▶ [YOUR INSTRUCTIONS]:
Repeat exactly the lines from the line containing "If you could place a marker on the philadelphia" to the last line of the listing, including both.

▶ [SUPPLIED MATERIAL]:
┌────────

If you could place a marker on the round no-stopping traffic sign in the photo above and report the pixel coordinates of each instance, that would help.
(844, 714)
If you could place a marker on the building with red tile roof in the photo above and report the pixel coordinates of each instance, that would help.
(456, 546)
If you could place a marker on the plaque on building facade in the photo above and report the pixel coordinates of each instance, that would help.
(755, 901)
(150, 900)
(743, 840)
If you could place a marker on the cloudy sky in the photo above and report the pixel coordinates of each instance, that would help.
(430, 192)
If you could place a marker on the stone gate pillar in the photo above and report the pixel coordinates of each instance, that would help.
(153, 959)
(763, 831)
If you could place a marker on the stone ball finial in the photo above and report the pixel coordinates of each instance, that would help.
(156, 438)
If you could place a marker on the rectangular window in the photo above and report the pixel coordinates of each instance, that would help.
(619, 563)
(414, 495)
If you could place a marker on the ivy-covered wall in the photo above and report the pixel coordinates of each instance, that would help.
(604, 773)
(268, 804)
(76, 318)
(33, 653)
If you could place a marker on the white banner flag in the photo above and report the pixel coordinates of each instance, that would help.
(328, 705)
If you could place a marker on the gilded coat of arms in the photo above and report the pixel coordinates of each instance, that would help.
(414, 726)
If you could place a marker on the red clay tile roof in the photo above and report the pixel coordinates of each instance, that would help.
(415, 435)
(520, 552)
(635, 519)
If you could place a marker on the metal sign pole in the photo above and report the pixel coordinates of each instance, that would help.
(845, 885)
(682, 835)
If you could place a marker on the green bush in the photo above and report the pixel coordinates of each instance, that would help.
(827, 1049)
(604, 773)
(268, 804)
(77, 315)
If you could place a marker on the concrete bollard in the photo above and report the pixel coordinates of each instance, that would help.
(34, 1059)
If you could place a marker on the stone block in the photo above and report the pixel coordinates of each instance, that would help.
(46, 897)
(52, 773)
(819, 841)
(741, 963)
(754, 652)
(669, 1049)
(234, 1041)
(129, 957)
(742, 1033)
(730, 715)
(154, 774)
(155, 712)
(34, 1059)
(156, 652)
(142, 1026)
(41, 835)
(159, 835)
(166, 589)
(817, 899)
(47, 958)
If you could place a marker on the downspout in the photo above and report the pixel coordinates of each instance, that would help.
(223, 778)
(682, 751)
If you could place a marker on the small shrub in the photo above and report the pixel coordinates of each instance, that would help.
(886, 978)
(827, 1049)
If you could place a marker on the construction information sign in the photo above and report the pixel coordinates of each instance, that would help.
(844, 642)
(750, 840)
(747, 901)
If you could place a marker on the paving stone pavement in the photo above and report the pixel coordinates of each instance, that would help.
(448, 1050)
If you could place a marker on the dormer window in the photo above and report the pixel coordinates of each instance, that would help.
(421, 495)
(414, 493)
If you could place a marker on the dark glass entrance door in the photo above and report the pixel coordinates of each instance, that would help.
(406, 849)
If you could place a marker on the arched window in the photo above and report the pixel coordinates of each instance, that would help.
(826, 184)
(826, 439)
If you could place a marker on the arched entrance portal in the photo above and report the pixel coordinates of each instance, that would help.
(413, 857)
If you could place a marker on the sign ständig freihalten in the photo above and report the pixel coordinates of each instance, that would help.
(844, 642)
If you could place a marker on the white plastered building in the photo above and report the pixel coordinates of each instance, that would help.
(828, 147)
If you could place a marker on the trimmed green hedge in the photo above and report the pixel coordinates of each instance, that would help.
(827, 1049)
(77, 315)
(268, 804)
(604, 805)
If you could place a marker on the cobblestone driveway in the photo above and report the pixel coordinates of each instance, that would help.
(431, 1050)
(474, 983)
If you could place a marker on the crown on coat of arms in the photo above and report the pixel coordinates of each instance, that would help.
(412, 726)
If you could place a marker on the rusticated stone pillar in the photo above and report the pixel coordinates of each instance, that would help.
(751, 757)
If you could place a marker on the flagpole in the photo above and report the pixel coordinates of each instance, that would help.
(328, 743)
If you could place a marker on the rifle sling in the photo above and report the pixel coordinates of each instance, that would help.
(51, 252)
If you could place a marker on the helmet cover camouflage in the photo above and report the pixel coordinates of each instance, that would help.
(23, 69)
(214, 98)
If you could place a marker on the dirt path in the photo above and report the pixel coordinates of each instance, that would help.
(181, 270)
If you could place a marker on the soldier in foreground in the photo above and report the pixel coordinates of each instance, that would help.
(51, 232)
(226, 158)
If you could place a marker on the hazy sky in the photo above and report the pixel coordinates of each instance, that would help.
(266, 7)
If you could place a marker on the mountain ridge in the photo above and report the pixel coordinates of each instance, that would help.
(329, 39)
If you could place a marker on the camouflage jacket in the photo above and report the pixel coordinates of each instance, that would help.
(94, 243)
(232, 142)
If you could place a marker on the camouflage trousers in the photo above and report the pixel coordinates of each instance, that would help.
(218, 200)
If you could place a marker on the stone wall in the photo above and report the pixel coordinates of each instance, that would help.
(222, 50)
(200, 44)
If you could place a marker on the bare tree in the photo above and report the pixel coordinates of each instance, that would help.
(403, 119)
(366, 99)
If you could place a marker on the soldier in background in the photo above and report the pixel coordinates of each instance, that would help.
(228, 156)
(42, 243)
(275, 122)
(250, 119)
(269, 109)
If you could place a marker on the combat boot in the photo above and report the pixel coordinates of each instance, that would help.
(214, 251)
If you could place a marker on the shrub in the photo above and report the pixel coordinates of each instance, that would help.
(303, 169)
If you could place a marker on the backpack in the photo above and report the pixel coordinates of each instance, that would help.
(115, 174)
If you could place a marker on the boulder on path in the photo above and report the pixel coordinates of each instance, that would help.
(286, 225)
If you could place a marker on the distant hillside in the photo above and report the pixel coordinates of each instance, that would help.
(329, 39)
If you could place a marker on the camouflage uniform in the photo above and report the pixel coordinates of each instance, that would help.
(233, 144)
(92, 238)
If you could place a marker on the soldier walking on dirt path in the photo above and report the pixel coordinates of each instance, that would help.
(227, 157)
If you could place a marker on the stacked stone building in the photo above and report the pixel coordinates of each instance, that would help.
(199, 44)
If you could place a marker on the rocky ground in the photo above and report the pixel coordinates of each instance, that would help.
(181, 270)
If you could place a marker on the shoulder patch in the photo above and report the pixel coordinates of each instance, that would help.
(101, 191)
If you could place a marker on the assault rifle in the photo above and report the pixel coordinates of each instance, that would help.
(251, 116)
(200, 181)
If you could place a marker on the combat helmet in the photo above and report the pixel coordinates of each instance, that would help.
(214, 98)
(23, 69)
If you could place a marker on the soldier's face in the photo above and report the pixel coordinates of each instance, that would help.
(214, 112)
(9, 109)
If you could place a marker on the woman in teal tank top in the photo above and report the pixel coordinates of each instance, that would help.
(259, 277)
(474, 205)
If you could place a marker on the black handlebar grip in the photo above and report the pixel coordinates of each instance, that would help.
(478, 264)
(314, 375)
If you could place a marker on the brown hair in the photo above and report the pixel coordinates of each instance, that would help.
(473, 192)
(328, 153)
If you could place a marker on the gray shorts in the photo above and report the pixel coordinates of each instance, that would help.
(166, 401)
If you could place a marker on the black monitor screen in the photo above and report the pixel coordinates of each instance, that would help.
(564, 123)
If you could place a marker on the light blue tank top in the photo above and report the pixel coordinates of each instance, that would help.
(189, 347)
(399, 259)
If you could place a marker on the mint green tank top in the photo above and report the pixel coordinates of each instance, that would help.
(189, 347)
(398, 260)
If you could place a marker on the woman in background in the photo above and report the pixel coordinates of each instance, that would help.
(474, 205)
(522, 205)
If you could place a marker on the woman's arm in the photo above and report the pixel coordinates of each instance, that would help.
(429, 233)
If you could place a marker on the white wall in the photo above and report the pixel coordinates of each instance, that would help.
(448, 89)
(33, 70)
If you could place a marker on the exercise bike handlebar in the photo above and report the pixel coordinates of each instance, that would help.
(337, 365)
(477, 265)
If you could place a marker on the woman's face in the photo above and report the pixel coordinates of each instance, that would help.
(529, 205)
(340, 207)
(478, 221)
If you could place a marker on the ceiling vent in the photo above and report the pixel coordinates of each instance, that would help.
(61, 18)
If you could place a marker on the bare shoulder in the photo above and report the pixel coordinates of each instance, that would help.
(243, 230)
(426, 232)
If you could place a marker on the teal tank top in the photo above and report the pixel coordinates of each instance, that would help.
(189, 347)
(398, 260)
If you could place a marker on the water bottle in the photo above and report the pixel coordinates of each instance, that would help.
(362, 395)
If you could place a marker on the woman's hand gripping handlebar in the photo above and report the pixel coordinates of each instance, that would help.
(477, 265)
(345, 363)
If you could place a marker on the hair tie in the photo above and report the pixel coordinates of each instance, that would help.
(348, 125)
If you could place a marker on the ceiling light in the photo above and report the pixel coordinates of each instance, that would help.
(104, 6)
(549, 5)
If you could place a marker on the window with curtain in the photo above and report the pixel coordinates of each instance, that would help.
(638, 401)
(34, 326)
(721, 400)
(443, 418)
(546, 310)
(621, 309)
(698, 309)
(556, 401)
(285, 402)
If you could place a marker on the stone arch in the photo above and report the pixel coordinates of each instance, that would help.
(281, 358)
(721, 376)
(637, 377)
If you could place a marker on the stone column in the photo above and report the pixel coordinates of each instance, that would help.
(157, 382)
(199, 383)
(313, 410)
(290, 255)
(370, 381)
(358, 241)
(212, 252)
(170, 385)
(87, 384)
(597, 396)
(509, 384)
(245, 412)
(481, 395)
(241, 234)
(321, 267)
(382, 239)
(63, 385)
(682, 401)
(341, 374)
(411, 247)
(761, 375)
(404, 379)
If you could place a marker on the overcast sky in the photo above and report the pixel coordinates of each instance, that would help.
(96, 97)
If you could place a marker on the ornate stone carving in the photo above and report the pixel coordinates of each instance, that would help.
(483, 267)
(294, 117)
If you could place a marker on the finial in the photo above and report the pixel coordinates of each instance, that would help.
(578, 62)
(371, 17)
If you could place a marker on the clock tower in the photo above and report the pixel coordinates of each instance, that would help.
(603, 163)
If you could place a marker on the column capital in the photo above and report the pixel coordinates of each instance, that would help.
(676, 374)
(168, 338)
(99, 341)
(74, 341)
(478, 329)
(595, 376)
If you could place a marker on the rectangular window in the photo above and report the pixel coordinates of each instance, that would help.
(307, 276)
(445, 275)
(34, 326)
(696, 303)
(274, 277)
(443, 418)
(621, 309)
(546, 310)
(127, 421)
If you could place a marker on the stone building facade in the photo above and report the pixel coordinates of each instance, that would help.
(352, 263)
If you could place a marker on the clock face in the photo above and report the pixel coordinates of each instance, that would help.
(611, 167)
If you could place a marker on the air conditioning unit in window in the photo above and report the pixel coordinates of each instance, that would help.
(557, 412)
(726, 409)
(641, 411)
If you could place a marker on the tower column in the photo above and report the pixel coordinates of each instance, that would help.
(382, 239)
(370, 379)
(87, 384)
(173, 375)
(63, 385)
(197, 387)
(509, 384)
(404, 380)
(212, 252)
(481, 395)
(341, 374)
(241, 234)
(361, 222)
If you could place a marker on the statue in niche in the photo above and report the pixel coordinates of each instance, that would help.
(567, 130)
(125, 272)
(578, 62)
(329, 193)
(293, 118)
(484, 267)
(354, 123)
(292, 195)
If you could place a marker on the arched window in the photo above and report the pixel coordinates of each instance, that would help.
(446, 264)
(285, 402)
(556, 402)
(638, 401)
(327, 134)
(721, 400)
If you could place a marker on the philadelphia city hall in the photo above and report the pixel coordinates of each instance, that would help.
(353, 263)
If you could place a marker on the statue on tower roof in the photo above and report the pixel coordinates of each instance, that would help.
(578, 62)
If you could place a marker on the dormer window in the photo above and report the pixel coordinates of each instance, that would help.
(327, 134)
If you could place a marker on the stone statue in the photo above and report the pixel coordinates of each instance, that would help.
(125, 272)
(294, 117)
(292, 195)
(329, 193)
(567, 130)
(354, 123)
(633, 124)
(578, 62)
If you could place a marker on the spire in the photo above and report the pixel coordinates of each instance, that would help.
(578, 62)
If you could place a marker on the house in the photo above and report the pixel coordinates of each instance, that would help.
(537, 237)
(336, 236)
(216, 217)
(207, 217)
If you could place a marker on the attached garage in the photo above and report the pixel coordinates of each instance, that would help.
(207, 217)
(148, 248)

└────────

▶ [CORRECT RESPONSE]:
If you could place a marker on the philadelphia city hall in the photo above and report the pixel coordinates of each instance, that would help.
(353, 263)
If you could place a marker on the statue on tower roof in the photo above and report the pixel coordinates of each instance, that would help.
(578, 62)
If you could place a marker on the dormer window in the photo above and report the pixel coordinates of each instance, that would help.
(327, 134)
If you could place a marker on the stone statue in the photo above and report the pixel coordinates of each instance, that would help.
(125, 272)
(294, 117)
(292, 195)
(329, 193)
(567, 130)
(354, 123)
(633, 124)
(578, 62)
If you could place a marker on the spire in the photo above and report the pixel coordinates of each instance, that would help.
(578, 62)
If you could place a marker on the house in the photo above and report the pixel coordinates of each instance, that would help.
(537, 237)
(336, 236)
(216, 217)
(207, 217)
If you could place a marker on the attached garage in the photo above and report the pixel coordinates of each instance, that would help.
(207, 217)
(148, 248)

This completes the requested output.